## Given exercise a
In the notebook excerpt, what rating must an interest have to count as important?

In [1]:
import keyring, pickle, string
import pandas as pd
from sqlalchemy import create_engine
from functions.word2vec import createRIASEC, riasecSplit

from functions.queries import qry_riasec, qry_task, qry_toolsTechnology, qry_knowledge, qry_skills, qry_abilities, \
qry_workActivities, qry_workContext, qry_jobzone, qry_workStyles, qry_workValues, qry_titles

# Database login and connection information

In [2]:
# Grab login and password 
user = keyring.get_password("onet", "user")
pw = keyring.get_password("onet", user)

Please enter password for encrypted keyring: ········


In [3]:
# DB connection string 
db_uri = 'mysql+pymysql://{user}:{pw}@localhost:3306/onet'.format(user = user, pw = pw)
engine = create_engine(db_uri)

# Queries 

All data for this project is stored in a mysql database.  I have written various queries to extract the data which can be seen in the Queries.py python file. 

In [4]:
# Unique queries for RIASEC codes and job titles 
riasec = pd.read_sql(qry_riasec, engine)
jobTitles = pd.read_sql(qry_titles, engine)

# Queries to pull the individual sections for each job in O*NET 
tasksDF = pd.read_sql(qry_task, engine)
technologySkillsDF = pd.read_sql(qry_toolsTechnology, engine)
knowledgeDF = pd.read_sql(qry_knowledge, engine)
skillsDF = pd.read_sql(qry_skills, engine)
abilitiesDF = pd.read_sql(qry_abilities, engine)
workContextDF = pd.read_sql(qry_workContext, engine)
jobZoneDF = pd.read_sql(qry_jobzone, engine)
workStylesDF = pd.read_sql(qry_workStyles, engine)
workValuesDF = pd.read_sql(qry_workValues, engine)

  result = self._query(query)


# Create RIASEC groups
Interests are defined as important if they have ratings of three or greater.  This information is stored in the "long" fashion in O*NET meaning one than one row per case.  In this study, we wish to use a "flattened" format where one row represents one job.  To do this we must pivot the data so that we have a column for the First, Second, and Third interest.  We then construct a RIASEC code where we take the first letter of the First, Second, and Third interest and concatenate them together.  Since there is a threshold for inclusion of the high points the RIASEC codes can range from 1 to 3 letters in length. Once the data is pivoted, the RIASEC code is created, we merge in job titles for each of the SOC codes.

## Entries provided
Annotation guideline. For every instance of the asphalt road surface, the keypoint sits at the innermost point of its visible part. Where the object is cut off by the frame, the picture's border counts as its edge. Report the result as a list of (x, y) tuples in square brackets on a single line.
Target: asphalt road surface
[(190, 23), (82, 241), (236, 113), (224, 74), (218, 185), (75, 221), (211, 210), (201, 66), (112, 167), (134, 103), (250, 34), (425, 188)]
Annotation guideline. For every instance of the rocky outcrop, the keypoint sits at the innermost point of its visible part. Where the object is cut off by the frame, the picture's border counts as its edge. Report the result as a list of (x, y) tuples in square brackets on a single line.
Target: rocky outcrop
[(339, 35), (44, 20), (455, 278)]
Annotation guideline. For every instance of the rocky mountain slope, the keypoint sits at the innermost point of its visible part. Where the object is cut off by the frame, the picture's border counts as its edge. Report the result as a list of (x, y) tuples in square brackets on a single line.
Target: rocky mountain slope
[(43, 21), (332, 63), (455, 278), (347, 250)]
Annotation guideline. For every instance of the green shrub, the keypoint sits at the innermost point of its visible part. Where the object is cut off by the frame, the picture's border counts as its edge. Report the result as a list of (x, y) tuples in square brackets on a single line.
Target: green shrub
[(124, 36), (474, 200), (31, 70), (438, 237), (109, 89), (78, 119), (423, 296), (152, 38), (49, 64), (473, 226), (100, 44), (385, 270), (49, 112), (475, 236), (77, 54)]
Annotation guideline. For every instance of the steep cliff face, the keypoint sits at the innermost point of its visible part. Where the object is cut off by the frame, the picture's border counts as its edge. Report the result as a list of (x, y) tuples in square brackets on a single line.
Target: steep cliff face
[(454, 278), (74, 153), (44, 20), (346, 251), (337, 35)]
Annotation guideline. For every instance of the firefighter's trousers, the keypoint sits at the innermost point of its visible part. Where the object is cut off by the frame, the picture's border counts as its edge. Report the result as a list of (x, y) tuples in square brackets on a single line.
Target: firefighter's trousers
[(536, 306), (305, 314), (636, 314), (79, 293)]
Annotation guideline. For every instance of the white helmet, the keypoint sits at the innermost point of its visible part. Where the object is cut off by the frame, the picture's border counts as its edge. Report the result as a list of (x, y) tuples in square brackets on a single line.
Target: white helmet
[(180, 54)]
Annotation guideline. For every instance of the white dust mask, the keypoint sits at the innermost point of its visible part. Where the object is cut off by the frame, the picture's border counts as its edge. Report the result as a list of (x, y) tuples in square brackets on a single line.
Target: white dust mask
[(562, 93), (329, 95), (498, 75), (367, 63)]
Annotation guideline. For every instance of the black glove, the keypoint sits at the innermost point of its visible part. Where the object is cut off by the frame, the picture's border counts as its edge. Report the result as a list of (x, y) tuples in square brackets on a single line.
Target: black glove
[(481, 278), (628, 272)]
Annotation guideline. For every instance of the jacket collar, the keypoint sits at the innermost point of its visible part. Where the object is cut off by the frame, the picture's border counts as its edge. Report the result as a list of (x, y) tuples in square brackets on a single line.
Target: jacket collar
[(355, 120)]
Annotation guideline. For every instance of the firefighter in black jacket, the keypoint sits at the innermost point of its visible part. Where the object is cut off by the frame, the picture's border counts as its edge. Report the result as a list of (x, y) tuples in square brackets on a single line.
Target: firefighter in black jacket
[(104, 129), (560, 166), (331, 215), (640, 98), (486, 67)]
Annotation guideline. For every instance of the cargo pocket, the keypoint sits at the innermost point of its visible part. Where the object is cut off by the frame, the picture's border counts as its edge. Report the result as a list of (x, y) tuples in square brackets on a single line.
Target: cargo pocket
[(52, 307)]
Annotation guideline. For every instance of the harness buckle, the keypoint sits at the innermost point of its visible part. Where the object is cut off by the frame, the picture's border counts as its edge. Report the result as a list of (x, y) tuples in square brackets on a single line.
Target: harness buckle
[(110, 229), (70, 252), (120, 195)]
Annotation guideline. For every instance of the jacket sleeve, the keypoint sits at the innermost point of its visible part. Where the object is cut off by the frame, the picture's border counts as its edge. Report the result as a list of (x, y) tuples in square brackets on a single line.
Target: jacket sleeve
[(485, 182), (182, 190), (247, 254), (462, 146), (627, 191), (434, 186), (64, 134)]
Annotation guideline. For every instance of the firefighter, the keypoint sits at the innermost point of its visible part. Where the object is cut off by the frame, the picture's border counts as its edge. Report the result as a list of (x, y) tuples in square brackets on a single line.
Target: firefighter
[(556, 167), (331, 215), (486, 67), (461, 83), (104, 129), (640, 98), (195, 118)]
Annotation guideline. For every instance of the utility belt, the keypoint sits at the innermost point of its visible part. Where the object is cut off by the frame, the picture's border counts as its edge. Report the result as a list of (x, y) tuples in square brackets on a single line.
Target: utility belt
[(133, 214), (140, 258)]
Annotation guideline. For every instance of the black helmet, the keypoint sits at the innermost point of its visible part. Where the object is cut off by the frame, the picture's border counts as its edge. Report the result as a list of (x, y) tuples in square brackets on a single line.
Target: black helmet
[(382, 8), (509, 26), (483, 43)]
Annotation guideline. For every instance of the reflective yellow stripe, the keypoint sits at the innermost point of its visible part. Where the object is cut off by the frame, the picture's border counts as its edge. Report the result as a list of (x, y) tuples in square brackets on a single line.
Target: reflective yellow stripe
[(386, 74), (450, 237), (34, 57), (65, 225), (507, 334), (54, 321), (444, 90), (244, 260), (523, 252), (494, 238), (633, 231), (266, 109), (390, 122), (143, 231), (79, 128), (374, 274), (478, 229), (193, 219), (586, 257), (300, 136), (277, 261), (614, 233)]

## Given exercise b
Retype the lines of the listing, starting at the line that contains "rocky outcrop, the" and ending at the line that contains "[(454, 278), (74, 153), (44, 20), (346, 251), (337, 35)]", with both of those lines included.

## Right answer a
A rating of three or greater.

## Right answer b
Annotation guideline. For every instance of the rocky outcrop, the keypoint sits at the innermost point of its visible part. Where the object is cut off by the frame, the picture's border counts as its edge. Report the result as a list of (x, y) tuples in square brackets on a single line.
Target: rocky outcrop
[(339, 35), (44, 20), (455, 278)]
Annotation guideline. For every instance of the rocky mountain slope, the keypoint sits at the innermost point of its visible part. Where the object is cut off by the frame, the picture's border counts as its edge. Report the result as a list of (x, y) tuples in square brackets on a single line.
Target: rocky mountain slope
[(43, 21), (332, 63), (455, 278), (347, 250)]
Annotation guideline. For every instance of the green shrub, the keypoint sits at the innermost point of its visible part. Where the object is cut off by the frame, the picture's border counts as its edge. Report the result as a list of (x, y) tuples in square brackets on a single line.
Target: green shrub
[(124, 36), (474, 200), (31, 70), (438, 237), (109, 89), (78, 119), (423, 296), (152, 38), (49, 64), (473, 226), (100, 44), (385, 270), (49, 112), (475, 236), (77, 54)]
Annotation guideline. For every instance of the steep cliff face, the keypoint sits at the innermost point of its visible part. Where the object is cut off by the frame, the picture's border counts as its edge. Report the result as a list of (x, y) tuples in square brackets on a single line.
Target: steep cliff face
[(454, 278), (74, 153), (44, 20), (346, 251), (337, 35)]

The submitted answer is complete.